TASK INSTRUCTIONS
1. In the article on the NDP's vision for rural Manitoba, how many references to rural communities appear in the three-page document?
2. Please extend the article on the NDP's rural Manitoba vision, writing on from its last sentence.

EXCERPT PROVIDED
───

Premier Greg Selinger said rural communities have made great strides in the last 10 years.
A three page document released by the NDP to explain their commitment to rural Manitoba includes more than 40 references to rural communities who benefited from their programs. Only one of those communities is in the Red River Valley.
In a document that dealt with jobs and training, hydro development, health care, education, crime and environment, Altona was named once as an example of where the government invested.
"Rural Manitobans want and deserve to feel safe in their homes and communities," they stated in their information. "That's why we've invested in new policing resources across the province including communities such as Altona, Brandon, Dauphin, Swan River and The Pas.
The funding allowed the Altona Police to add another member to their force.
NDP leader Greg Selinger released his vision for rural Manitoba, including a mix of planning and highlighting NDP successes over the last term.
"Our vision for rural Manitoba is based on rural people having access to quality services and opportunities close to home," he said. "We have worked with rural communities and together we have made great strides over the past decade."
"We are going to keep building on that momentum," he added.
He also pledged his support for farmers on the Canadian Wheat Board issue.
"We will continue to stand up for farmers, by fighting for their right to determine the future of the Canadian Wheat Board and helping their bottom lines," Selinger said.
He added they want to be clear about where they want to go, and how they want to get there.
"This vision is what motivates us," he said.
"It will guide us as we continue to build a future that will make our children and grandchildren as proud to call Manitoba home as we are today."
Selinger addressed several key areas including jobs and training opportunities.

───

AVAILABLE DATA
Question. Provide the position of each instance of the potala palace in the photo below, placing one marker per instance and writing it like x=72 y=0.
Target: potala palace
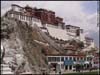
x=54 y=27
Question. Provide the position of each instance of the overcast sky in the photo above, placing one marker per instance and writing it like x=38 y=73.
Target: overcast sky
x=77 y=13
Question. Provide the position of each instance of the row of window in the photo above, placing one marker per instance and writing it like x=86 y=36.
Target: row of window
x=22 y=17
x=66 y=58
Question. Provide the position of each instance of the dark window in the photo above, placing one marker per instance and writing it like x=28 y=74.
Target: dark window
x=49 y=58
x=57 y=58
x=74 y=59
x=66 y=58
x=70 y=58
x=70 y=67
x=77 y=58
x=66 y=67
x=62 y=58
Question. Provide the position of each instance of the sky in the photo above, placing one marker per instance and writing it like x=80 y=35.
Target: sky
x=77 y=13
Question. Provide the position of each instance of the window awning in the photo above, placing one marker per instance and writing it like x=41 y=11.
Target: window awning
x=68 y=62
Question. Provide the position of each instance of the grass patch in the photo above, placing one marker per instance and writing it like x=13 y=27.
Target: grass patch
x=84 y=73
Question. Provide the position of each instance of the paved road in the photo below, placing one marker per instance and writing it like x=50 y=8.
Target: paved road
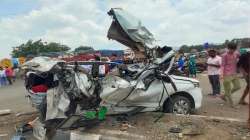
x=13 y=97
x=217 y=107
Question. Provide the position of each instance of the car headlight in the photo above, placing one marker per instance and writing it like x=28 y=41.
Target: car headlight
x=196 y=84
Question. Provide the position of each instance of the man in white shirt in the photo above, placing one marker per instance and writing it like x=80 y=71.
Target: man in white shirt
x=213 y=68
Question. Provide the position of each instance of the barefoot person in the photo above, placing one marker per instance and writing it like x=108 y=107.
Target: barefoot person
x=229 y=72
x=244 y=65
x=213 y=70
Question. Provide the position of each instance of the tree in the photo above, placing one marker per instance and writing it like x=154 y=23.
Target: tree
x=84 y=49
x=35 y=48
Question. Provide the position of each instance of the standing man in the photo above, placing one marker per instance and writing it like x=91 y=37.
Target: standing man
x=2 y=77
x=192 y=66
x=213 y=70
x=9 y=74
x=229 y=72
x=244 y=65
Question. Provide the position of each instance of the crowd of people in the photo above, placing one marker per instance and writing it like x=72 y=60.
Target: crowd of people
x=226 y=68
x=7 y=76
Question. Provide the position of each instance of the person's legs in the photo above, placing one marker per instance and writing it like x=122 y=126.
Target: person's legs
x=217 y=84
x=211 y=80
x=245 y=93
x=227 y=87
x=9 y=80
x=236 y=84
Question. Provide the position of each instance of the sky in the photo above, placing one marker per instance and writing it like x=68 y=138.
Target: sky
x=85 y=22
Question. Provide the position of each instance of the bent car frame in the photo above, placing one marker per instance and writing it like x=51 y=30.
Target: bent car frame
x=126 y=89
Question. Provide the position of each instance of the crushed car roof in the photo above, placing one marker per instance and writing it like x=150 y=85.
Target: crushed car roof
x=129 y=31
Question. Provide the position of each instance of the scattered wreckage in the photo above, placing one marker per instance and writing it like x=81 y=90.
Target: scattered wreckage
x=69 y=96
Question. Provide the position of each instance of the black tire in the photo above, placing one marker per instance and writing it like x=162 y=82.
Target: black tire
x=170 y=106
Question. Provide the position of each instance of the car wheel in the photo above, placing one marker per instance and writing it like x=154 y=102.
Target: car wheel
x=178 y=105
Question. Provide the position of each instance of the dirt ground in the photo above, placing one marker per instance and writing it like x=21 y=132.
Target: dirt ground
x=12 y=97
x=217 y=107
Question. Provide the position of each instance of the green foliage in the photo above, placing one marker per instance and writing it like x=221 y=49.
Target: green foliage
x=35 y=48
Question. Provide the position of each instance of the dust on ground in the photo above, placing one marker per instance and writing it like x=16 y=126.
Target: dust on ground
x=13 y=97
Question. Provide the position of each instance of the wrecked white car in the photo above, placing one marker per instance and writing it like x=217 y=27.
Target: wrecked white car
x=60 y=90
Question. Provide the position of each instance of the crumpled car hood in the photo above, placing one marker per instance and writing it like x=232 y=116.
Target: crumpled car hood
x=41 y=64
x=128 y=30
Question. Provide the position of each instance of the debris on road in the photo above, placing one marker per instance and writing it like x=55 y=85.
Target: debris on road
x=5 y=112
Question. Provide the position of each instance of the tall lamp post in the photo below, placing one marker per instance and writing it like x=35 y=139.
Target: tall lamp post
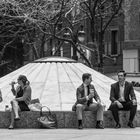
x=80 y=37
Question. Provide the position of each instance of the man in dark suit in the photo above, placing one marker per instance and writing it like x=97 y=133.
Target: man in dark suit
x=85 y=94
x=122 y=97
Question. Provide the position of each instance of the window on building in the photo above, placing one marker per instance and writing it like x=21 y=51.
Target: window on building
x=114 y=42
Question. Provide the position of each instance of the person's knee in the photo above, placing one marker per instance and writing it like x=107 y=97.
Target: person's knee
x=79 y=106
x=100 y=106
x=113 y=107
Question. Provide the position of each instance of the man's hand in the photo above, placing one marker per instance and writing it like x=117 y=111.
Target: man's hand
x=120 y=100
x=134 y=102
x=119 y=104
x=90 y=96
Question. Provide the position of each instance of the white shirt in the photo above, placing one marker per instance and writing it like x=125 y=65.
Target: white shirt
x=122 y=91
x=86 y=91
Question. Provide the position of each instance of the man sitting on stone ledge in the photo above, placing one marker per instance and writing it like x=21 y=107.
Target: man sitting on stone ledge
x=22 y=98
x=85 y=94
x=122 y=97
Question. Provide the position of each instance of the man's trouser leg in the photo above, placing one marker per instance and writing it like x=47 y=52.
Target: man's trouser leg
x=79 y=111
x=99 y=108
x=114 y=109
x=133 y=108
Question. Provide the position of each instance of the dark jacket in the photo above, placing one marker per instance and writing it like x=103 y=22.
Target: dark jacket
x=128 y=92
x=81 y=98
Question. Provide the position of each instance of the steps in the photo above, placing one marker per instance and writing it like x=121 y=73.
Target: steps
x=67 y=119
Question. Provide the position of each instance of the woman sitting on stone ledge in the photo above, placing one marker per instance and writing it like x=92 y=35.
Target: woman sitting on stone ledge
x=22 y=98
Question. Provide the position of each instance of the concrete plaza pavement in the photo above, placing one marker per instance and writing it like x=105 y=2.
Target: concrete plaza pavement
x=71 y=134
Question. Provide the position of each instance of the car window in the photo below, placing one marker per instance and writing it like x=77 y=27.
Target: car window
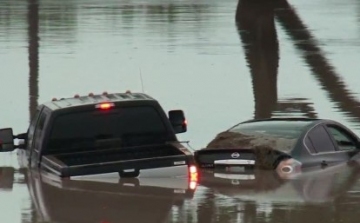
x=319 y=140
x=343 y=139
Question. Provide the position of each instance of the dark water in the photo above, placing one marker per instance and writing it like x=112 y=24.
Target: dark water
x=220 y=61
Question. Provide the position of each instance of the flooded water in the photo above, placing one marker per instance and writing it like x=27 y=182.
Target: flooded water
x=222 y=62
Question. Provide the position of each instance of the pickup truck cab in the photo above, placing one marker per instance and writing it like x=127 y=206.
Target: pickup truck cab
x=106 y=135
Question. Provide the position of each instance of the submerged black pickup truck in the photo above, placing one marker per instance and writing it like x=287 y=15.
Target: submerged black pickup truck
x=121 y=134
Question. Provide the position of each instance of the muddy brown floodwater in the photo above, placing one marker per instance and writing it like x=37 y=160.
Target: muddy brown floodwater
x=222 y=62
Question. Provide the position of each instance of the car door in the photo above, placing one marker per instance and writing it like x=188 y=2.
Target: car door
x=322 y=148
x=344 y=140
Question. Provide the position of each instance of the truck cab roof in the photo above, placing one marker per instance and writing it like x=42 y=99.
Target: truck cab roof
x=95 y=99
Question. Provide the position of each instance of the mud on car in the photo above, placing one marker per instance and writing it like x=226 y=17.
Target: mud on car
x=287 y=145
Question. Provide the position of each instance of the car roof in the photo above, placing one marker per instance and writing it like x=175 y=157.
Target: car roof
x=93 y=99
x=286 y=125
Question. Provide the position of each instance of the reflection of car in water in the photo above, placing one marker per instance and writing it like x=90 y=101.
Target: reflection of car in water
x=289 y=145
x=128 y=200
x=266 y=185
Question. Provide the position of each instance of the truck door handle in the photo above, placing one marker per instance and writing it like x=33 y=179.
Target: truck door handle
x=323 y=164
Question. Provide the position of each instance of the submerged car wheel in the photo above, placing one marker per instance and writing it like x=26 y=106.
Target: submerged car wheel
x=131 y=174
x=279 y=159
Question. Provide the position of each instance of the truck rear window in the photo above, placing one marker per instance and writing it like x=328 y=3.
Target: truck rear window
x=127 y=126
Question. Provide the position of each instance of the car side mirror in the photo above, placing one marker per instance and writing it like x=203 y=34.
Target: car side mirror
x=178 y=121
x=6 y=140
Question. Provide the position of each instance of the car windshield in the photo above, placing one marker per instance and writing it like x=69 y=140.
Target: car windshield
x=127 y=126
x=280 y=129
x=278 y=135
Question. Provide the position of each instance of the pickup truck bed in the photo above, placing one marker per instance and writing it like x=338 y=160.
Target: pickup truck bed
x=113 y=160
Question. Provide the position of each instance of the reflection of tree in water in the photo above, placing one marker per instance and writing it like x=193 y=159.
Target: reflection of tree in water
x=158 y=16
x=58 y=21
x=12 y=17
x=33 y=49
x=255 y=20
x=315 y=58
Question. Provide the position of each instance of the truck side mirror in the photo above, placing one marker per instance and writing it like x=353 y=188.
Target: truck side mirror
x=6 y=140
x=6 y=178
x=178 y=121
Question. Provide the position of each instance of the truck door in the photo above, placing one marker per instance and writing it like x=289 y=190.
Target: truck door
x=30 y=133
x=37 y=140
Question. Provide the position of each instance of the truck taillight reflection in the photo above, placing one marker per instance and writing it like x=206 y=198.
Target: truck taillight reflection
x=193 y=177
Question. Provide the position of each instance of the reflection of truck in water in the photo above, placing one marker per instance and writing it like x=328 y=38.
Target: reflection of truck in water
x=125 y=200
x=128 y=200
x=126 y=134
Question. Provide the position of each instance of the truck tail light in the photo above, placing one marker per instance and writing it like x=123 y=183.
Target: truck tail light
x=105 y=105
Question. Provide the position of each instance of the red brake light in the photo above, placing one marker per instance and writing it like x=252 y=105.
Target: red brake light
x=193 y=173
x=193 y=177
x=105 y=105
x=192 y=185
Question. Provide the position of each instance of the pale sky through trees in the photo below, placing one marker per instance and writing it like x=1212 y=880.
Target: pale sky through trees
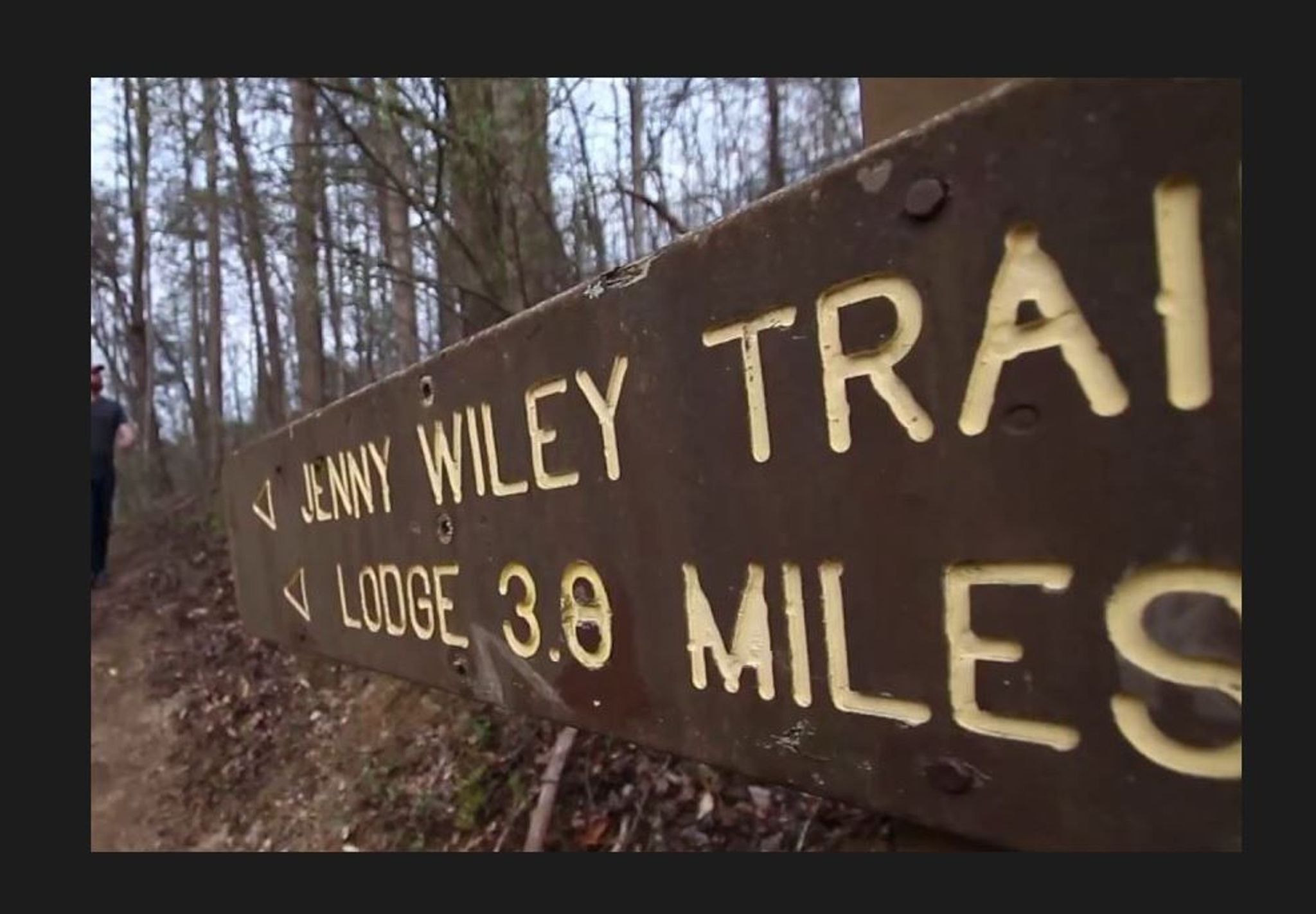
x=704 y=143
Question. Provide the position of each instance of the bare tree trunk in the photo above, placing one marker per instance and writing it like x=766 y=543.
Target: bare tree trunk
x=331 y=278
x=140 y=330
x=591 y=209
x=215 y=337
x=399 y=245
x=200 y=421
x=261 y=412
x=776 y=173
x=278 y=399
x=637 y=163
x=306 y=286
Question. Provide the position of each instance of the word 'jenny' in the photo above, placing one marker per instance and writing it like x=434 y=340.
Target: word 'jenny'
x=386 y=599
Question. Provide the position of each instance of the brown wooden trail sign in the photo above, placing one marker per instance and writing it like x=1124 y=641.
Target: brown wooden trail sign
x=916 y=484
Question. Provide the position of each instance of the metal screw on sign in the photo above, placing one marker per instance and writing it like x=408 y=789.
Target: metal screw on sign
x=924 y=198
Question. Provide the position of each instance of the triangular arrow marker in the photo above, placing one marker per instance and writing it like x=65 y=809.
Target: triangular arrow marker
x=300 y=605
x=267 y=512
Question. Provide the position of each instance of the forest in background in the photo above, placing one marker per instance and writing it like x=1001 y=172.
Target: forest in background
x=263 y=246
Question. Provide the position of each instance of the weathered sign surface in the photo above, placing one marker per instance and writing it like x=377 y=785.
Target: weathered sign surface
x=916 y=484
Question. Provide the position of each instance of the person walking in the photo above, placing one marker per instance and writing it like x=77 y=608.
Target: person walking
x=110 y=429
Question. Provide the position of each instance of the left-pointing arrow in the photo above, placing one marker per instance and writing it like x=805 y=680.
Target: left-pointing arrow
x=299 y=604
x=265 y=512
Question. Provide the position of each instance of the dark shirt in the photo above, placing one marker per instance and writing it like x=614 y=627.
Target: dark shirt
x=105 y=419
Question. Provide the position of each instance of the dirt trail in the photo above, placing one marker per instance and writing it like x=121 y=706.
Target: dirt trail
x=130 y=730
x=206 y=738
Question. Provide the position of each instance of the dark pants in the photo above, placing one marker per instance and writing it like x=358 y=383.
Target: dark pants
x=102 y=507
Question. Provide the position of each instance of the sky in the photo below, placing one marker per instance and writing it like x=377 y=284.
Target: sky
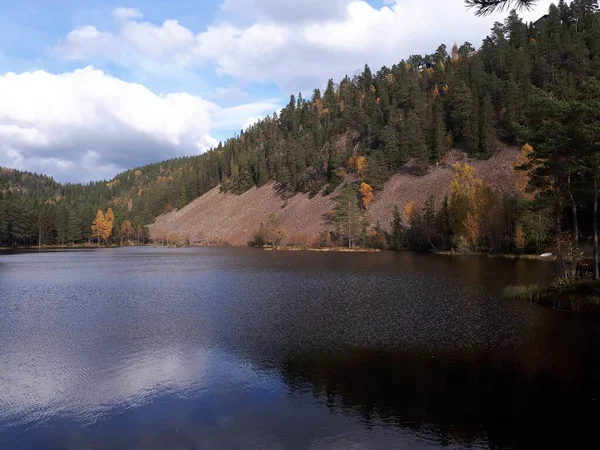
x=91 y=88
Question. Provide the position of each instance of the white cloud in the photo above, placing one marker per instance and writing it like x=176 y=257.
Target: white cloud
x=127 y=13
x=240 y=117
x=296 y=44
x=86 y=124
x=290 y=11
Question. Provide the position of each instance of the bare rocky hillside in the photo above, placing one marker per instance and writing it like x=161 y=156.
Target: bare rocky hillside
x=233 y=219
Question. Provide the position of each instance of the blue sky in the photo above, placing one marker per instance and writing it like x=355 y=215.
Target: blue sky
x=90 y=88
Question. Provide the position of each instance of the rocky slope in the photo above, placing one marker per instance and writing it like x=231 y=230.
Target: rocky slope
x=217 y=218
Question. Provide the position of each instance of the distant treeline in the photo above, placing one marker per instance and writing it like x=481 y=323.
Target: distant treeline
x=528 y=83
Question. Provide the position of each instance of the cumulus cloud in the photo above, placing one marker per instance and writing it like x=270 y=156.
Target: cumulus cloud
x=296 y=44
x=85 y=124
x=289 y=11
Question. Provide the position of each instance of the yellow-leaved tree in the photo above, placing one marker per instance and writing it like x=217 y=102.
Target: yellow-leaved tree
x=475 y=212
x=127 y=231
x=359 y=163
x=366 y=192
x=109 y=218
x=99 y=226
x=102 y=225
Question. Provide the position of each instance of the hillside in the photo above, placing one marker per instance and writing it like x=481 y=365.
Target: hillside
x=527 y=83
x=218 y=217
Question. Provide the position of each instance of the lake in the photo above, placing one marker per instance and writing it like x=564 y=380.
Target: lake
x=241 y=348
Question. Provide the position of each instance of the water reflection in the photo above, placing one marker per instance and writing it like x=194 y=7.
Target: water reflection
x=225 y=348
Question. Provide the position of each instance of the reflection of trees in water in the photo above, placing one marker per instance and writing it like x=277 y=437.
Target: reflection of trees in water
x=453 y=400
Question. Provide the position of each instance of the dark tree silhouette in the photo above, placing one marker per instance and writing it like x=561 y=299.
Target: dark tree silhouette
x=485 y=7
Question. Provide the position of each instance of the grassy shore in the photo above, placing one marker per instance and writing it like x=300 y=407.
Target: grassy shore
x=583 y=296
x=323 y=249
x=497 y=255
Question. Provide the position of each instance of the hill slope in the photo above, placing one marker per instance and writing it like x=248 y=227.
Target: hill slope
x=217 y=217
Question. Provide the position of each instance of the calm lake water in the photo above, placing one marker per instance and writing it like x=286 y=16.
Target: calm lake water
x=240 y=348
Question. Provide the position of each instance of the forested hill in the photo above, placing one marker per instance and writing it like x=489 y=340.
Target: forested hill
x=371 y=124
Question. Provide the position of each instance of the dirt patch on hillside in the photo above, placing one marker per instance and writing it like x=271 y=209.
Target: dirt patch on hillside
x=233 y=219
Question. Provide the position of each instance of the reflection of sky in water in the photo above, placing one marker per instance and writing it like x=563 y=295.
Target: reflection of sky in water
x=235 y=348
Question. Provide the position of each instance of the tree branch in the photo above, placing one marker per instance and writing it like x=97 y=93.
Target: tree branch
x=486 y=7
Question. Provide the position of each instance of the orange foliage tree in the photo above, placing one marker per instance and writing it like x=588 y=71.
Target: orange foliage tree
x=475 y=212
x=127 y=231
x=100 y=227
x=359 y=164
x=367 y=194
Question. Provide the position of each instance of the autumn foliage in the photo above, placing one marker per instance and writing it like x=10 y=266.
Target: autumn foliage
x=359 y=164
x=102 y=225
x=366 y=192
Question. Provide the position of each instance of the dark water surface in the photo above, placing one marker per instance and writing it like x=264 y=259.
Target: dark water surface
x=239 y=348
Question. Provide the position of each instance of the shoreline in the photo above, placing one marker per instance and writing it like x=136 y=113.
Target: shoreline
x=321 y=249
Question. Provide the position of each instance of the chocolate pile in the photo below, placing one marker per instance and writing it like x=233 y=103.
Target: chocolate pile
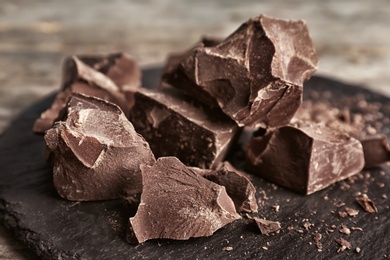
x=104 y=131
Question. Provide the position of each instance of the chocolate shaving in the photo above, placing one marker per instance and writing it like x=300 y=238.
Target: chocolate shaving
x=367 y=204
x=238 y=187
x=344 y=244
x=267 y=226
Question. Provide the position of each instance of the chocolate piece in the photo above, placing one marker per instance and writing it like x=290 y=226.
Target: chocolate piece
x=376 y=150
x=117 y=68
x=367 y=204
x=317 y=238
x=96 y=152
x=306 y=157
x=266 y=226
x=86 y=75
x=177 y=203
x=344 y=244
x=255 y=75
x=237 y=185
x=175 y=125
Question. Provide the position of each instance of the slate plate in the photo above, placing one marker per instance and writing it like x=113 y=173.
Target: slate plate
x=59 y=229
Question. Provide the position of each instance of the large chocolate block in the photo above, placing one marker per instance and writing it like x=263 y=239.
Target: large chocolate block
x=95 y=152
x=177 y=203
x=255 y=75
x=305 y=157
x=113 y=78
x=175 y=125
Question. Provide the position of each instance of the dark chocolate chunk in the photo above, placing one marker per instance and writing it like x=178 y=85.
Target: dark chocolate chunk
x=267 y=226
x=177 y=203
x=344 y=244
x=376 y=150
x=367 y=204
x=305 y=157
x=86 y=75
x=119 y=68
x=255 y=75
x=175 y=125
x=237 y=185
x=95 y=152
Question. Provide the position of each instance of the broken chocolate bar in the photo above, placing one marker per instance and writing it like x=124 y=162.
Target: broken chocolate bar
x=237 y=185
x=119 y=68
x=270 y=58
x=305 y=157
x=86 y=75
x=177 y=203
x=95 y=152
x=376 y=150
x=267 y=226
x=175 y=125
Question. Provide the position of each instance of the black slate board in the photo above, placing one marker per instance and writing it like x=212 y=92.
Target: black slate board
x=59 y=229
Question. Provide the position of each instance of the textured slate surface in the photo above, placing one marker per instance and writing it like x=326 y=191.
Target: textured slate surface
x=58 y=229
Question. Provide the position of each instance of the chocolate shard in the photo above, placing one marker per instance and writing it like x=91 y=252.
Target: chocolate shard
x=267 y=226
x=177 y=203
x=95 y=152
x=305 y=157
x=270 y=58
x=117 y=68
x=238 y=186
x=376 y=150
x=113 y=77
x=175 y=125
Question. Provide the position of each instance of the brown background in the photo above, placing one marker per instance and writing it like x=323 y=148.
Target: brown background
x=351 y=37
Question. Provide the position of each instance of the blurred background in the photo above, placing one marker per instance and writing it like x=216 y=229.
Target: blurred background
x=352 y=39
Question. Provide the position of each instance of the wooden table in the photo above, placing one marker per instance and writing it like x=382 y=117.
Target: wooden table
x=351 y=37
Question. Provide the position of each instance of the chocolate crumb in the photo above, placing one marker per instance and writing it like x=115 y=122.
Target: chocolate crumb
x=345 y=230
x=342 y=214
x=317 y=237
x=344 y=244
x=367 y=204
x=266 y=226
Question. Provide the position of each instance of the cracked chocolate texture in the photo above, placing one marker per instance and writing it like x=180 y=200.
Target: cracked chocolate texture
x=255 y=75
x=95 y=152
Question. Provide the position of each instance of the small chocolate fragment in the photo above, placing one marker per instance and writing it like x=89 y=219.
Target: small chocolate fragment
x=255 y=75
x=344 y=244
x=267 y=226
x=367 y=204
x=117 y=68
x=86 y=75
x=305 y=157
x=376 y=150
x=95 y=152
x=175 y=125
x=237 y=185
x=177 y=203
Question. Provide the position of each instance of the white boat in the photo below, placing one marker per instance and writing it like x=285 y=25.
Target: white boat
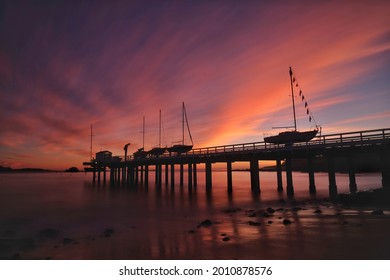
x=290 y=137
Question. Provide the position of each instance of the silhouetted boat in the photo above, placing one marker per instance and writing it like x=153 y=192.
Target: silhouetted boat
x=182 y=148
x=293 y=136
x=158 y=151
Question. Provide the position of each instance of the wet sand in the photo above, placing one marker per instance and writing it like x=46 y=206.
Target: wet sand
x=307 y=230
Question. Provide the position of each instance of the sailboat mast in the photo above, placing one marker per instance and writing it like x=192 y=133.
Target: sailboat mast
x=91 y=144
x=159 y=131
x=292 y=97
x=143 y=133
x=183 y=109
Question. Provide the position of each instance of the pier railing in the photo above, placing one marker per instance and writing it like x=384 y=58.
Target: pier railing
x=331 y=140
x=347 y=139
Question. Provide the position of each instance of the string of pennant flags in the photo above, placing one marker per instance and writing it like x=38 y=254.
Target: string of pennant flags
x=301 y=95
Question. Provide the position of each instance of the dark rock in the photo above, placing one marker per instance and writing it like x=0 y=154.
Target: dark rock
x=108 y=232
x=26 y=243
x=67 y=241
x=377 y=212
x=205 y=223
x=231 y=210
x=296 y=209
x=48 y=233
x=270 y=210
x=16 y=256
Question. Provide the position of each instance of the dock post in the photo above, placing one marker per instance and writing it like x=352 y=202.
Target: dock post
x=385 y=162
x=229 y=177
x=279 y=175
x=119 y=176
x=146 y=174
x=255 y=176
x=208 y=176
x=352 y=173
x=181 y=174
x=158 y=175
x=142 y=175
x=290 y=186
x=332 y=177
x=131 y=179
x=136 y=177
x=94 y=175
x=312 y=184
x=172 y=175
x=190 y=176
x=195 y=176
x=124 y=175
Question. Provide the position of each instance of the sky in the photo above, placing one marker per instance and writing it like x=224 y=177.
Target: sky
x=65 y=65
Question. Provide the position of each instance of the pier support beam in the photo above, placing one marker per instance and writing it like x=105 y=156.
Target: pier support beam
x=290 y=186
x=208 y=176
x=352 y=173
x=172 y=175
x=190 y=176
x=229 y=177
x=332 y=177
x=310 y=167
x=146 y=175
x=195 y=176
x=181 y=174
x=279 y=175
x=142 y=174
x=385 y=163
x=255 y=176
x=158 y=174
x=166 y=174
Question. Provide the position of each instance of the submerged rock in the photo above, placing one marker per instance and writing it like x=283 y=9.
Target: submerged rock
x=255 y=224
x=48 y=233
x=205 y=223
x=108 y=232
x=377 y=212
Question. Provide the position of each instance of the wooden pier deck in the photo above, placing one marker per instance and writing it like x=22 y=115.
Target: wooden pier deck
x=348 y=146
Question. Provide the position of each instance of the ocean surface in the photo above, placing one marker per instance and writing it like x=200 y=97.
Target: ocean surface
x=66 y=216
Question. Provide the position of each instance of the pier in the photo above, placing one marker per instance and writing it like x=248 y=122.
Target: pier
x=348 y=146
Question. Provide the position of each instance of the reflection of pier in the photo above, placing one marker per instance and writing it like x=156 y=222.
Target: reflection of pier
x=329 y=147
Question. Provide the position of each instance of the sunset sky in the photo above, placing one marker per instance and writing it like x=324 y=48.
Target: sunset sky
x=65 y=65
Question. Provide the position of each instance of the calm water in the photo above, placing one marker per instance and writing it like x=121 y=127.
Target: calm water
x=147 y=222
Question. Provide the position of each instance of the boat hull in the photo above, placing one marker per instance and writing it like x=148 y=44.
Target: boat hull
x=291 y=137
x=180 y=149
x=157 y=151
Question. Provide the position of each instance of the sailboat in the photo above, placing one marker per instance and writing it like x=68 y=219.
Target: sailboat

───

EXERCISE ANSWERS
1. More than 40.

2.
He pointed to the farmland school tax rebate which has been increased to 80 per cent, and pointed to expansions and openings of education facilities in Brandon, Dauphin, and Flin Flon.
Selinger spoke about equalized hydro rates which they will keep, as well as tax breaks for seniors, farmers and families.
Health care was also addressed with the NDP saying there are now 116 more doctors in rural Manitoba today than in 1999, and 1,099 rural and northern nurse vacancies have been filled through grants and relocation programs.
They cited hospitals built or renovated over the last decade in 10 communities, including Boundary Trails. More cancer treatments, personal care home beds and mobile care units are also being promised.
The NDP also highlighted what they say was a 47.2 per cent increase in overall education support since 1999.
New policing resources in four communities and recreational opportunities in three more were described as fighting crime and establishing safe communities.
However the NDP is promising new jails as well, along with programming to deal with addictions and mental illness.
The NDP also pledged to improve amenities in the provincial parks, open more cottage lots, subsidize well water testing and offer financial support for farmers who implement environmentally friendly practices.